**THE TASK**. A complete and exact copy of the data below is required.

(Records from a collection)
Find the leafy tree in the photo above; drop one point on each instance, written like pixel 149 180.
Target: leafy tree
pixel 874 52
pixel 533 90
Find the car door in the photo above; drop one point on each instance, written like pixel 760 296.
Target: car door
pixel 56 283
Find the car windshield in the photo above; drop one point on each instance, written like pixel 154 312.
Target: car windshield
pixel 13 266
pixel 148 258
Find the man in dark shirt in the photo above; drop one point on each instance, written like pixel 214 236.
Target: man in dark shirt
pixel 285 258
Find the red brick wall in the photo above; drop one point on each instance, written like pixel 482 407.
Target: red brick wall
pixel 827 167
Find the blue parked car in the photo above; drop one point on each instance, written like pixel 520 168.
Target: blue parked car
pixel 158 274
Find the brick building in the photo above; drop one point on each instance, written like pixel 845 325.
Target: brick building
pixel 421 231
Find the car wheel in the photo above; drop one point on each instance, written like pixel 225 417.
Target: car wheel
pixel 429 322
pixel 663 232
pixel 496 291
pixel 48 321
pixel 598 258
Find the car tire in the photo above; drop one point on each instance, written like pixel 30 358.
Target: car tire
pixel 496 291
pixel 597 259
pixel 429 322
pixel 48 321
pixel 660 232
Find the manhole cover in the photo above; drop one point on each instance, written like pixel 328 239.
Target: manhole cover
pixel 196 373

**RESPONSE**.
Find the leafy tree in the photo above; drop one point on each instance, written like pixel 149 180.
Target: leafy tree
pixel 874 52
pixel 533 90
Find the car door in the photo above; drop one point on each instance, written like pixel 760 296.
Target: car door
pixel 56 283
Find the car windshield in the photo above; drop one point on each instance, written like pixel 154 312.
Target: car windshield
pixel 13 266
pixel 148 258
Find the man in dark shirt in the photo above; drop one point on each instance, written like pixel 214 236.
Target: man in dark shirt
pixel 285 258
Find the red brick wall in the photo above; drop one point on each instance, written like pixel 482 407.
Target: red brick wall
pixel 827 167
Find the blue parked car in the photo above; drop one point on each instance, written like pixel 520 168.
Target: blue parked car
pixel 158 274
Find the brick building in the photo above; drop one point on each instance, written like pixel 845 325.
Target: brick building
pixel 421 231
Find the car wheel in the photo above; drop one point on each instance, written like pixel 225 417.
Target: car wheel
pixel 429 322
pixel 663 232
pixel 496 291
pixel 48 321
pixel 598 258
Find the car tire in the photo above; drop one point on each instance, written like pixel 30 358.
Target: car tire
pixel 496 291
pixel 597 259
pixel 429 322
pixel 48 321
pixel 660 232
Find the manhole cover in the photo above; drop one point on each instance, written like pixel 328 239.
Target: manhole cover
pixel 196 373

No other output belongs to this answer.